Look through the entries below and report how many lines hold the string "wall". Only the number is wanted.

== Given data ==

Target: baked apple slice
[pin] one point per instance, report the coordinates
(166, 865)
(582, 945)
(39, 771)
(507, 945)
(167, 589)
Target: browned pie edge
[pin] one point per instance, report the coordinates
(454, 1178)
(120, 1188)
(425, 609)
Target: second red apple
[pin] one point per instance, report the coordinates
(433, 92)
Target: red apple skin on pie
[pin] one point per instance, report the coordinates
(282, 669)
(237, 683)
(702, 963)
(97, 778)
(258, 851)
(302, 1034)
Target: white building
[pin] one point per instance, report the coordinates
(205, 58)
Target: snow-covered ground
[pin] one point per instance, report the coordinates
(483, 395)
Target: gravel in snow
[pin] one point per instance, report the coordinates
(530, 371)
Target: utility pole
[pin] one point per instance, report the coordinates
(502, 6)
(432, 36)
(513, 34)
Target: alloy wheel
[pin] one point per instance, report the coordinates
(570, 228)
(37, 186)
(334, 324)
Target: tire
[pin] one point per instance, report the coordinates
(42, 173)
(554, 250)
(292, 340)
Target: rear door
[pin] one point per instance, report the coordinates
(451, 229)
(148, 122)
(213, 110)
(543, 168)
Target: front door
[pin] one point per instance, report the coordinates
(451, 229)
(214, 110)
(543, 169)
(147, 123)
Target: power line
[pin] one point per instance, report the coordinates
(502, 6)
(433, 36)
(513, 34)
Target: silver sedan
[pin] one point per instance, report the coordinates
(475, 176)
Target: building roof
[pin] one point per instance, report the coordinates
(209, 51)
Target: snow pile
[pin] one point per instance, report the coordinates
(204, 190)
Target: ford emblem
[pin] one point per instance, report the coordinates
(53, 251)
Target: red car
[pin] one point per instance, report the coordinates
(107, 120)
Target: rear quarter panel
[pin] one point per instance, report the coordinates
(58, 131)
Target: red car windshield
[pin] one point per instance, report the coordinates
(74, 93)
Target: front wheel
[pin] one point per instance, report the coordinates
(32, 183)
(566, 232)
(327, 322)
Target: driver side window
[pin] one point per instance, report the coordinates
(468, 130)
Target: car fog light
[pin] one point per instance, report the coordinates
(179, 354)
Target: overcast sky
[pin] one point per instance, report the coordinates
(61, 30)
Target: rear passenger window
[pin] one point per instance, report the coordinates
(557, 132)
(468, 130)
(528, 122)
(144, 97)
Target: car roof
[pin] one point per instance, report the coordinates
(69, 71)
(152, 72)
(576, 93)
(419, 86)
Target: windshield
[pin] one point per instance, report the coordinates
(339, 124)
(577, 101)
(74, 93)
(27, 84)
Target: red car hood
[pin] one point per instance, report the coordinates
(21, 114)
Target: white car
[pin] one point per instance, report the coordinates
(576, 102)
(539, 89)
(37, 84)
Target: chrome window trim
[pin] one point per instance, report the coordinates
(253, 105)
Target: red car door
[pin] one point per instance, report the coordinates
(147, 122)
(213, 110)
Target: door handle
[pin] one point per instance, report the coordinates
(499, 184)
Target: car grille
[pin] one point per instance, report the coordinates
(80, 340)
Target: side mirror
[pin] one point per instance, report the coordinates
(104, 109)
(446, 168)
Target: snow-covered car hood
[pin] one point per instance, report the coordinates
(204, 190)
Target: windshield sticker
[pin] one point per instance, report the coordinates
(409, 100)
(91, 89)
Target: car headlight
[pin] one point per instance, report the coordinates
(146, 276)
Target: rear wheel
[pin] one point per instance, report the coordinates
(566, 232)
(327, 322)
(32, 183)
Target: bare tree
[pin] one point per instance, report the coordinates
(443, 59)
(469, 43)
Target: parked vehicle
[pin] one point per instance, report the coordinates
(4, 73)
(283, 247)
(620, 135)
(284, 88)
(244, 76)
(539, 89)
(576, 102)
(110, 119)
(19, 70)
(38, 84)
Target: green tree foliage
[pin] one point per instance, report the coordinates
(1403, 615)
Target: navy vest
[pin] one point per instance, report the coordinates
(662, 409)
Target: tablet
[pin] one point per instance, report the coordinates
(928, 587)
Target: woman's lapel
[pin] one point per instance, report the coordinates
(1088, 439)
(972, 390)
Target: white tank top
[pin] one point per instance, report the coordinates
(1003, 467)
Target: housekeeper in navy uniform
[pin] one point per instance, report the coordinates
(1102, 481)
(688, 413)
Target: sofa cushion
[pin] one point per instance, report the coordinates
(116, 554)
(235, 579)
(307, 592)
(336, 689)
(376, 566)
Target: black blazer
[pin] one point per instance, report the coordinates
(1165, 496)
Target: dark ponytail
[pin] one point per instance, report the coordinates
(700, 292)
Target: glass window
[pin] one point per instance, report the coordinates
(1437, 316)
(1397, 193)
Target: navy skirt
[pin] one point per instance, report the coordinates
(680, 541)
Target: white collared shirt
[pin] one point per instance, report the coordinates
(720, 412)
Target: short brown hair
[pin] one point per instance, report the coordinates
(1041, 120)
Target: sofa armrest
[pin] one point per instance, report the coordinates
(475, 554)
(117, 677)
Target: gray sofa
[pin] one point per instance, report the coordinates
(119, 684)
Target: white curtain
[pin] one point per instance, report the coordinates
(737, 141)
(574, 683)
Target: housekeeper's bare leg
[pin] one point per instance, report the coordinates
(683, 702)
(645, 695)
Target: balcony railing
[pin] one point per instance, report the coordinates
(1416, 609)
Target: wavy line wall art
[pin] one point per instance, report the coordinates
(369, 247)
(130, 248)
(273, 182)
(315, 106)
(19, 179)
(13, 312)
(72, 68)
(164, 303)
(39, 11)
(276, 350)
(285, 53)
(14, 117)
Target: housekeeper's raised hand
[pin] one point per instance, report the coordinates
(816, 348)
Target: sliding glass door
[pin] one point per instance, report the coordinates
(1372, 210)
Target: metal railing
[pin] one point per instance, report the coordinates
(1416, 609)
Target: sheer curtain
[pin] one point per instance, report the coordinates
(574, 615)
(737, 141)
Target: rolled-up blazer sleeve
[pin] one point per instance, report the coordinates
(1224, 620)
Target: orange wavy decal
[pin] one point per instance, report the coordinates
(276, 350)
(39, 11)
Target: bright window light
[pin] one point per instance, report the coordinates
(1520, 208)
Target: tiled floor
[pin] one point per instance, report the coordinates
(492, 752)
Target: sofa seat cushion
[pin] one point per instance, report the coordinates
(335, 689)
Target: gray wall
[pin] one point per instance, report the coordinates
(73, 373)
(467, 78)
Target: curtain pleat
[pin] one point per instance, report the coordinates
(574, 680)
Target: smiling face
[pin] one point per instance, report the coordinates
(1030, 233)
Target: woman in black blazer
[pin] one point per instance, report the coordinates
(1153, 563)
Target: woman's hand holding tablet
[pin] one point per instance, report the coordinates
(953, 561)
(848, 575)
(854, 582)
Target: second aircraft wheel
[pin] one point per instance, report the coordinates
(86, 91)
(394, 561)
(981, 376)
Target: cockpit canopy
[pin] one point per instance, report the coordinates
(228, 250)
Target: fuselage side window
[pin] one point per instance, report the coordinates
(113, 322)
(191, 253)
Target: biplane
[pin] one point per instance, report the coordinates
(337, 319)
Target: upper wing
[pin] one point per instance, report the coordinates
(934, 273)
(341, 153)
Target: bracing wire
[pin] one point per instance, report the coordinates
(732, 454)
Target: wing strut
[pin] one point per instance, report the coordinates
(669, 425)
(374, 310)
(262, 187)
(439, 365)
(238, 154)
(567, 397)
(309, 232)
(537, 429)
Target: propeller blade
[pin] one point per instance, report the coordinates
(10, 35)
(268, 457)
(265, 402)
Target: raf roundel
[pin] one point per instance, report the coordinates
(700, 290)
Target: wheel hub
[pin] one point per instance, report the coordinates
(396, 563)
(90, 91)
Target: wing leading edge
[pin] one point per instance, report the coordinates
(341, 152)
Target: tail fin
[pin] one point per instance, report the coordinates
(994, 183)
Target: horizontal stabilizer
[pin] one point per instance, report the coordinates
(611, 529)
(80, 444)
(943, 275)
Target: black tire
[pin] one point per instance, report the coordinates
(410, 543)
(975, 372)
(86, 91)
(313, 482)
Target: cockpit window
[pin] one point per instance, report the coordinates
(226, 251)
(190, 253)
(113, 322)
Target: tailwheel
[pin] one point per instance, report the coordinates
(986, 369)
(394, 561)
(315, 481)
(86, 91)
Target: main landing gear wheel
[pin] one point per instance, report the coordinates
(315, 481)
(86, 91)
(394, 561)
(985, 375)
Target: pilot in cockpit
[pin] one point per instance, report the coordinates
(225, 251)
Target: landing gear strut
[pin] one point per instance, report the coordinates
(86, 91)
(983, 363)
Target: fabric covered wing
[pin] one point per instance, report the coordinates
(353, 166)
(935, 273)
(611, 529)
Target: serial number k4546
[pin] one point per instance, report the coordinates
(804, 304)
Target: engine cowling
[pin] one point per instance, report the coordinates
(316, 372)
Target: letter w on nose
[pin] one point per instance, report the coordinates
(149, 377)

===

▸ **Exercise answer**
2